Texto para leitura:
++++++++

Às nossas companheiras, criadas de Portugal, dirigimos neste momento o nosso grito de «alerta!» pondo-as de sobreaviso, para que saibam desviar-se e defender-se da lama infernal que escorre por toda a parte, e que tantas vítimas tem feito entre as nossas irmãs de trabalho.”
Por Inês Brasão (Politécnico de Leiria, IHC - NOVA FCSH, CITUR)
A partir de um fotograma do filme “Para todo o serviço”, dirigido por Margarida Gil (1975), e de alguns excertos publicados no jornal A Voz das Criadas, levantamos a questão da dança enquanto direito desigual, e o direito ao lazer e à festa enquanto bem moralmente assediado no caso da condição servil doméstica. Ao longo do período do «Estado Novo», muitas foram as proclamações contra o perigo que representavam os bailes para as “criadas de servir”. Se, num primeiro movimento, podemos enquadrar a descrição desses perigos como a vontade de proteger de alguma vulnerabilidade e assédio as jovens trabalhadoras domésticas, rapidamente nos apercebemos que aquele é sobretudo fruto da vontade de vigiar e punir estas mulheres no direito ao prazer, ao movimento, à interpretação, ao namoro e à sedução. Afinal, se as queremos considerar vítimas, como alguns excertos nos fazem crer, é porque existem agressores, e sobre estes não encontramos condenação. Por outro lado, em alguns dos textos de repúdio pelas criadas em bailes, estão argumentos de uma outra natureza, essencialmente moral: lugares onde estas se entregam à depravação moral e falta de virtude, “desonra” (a ideia de que a pureza não encontra sede além da virgindade), gasto fútil (como se aos menos favorecidos fosse vetado o direito ao divertimento) e uma completa inversão do que sabemos da condição histórica desta profissão, acentuando o quanto as suas trabalhadoras se perderiam em luxos e vaidades. Por último, mas não menos importante, ataques que desde sempre atingiram não apenas as mulheres servis, como todas as mulheres, acusando-as de promiscuidade e indecência pelo simples de admissão a espaços de dança e divertimento, apenas aos homens legitimados.
Deixamo-vos três excertos do jornal nos quais podemos detetar alguns traços comuns:
Excerto 1: Voz das Criadas, agosto de 1954, nº 246, artigo «Convite para o baile, o presidente diretor e mestre Satanás.» p. 3.
«O BAILE – mata o corpo
- apunhala a virtude
- destrói a moralidade
-amortalha a alma!

++++++++

Informação fornecida:

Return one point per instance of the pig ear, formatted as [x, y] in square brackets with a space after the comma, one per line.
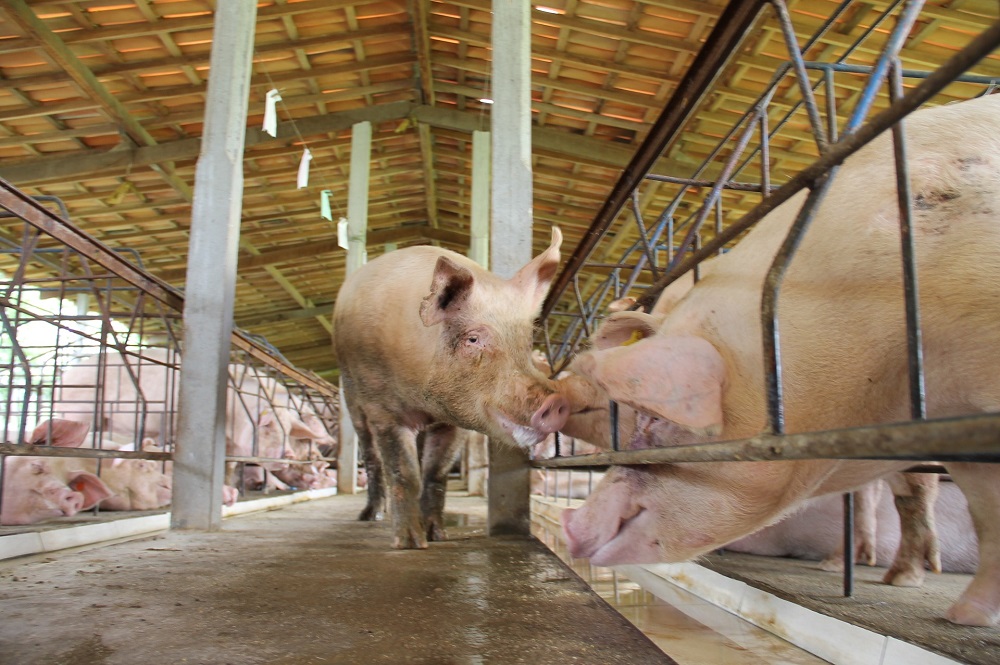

++++++++

Detalhes da tarefa: Redija a continuação do texto sobre os bailes e as criadas de servir no Estado Novo, a partir da última linha apresentada. A listagem provém de uma fonte distinta da do texto.

Resultado do exercício:
Pais e mães: Não deixeis vossas filhas e filhos, criados e criadas entrarem em bailes se não quereis:
-desgostos para a vossa vida
-remorsos para a vossa velhice
-desonra para o vosso nome e vossa casa!»
Excerto 2: Voz das Criadas, setembro de 1958
Artigo «Obra Providencial a Favor das Criadas» assinado por A. Rosado c.m.f., p. 1 e 4 (fotocopiar)
“(…)Ao contrário do que sucede em outros países, entre nós, o número de criadas tende a aumentar. O senso de 1940 registava 187.000; o de 1950, 213.000, e haverá actualmente cerca de 220.000 ou 225.000. Só em Lisboa havia 37.000 em 1940; 50.300 em 1950 e calcula-se que sejam agora cerca de 60.000. No Porto, mais de 22.000, actualmente.
(…) Habituadas a nada ter, as criadas gastam o pouco que ganham no luxo, na vaidade, no cinema e nos bailes. A O.P.F.C. ensina-as a serem previdentes, a guardarem nos dias de prosperidade para as horas de doença ou desemprego. (…) desta sorte se combate o adágio corrente entre as Criadas: de nova a servir e de velha a pedir.”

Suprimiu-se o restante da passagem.